### Source document
┏━━
After being convicted of credit-card theft in 2012, Elizabeth Day King needed to make a living. So the 50-year-old Pittsburgh woman asked Pennsylvania insurance regulators last fall to license her to sell insurance.

Like many states, Pennsylvania grants waivers to convicted felons, allowing them to become insurance agents but only after a "voluminous" background check.

In January, state insurance officials gave King her waiver.

What they missed: Just four weeks earlier King had been charged with felony identity theft, accused of opening credit cards in her daughter's name, then racking up more than $12,000 in charges and not making payment.

A spokesman for the Insurance Department, Ronald G. Ruman, said the agency carefully screens people with felony convictions before deciding whether they should get waivers. In a statement, the department said the information it reviews "is voluminous and provides the department with deep insight into an applicant's personal and professional life."

But Carolyn Walker, King's aunt, a victim in her niece's 2012 credit-card theft, said, "They didn't ask me." Walker is trying to rebuild her credit after King secretly charged $2,000 to her Discover card. "You can't allow her to be near money," the aunt said.

King was authorized to sell accident, annuities, and health and life insurance, for Columbian Life Insurance Co. She did not reply to emails, telephone calls, or a letter sent to her home requesting comment. The company did not respond to a request for comment.

For weeks, the department said it would not comment on the waiver for King or for any other individual. On Friday afternoon, a day after a reporter provided the department with a copy of her state rap sheet, it suspended King's insurance license. Ruman said the arrest fell through the cracks because of a glitch in the state crime reporting system. "We should have received notification of that," Ruman said. "Who knows why it didn't happen." He said the department will try to find the problem and fix it.

Not enough horses

Since 2004, the state Insurance Department has issued 111 waivers to people convicted of murder, kidnapping, robbery, drug dealing, burglary, fraud, money laundering, passing counterfeit currency, and other crimes, a review of public records shows. The department approves most of the applications it gets. It usually issues 10 or fewer a year.
┗━━
### The task
According to the article on Pennsylvania insurance waivers for convicted felons, how many waivers has the state Insurance Department issued since 2004? The material after this text can be left aside.

### Data excerpts
┏━━
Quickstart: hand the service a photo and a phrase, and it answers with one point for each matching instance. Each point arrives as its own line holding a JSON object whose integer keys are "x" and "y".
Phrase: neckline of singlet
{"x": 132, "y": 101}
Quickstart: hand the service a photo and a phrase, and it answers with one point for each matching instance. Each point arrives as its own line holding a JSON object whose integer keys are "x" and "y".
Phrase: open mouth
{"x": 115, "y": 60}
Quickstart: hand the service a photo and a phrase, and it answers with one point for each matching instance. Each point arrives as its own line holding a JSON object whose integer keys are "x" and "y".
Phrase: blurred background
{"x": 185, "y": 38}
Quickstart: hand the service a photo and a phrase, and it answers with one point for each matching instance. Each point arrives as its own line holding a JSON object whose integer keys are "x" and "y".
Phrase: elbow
┗━━
┏━━
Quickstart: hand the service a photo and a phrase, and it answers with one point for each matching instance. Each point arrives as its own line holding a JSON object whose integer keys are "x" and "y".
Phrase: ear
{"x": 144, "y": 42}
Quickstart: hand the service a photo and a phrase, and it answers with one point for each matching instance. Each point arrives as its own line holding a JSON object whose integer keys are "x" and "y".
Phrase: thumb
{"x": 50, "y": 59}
┗━━
### Solved exercise
111 waivers.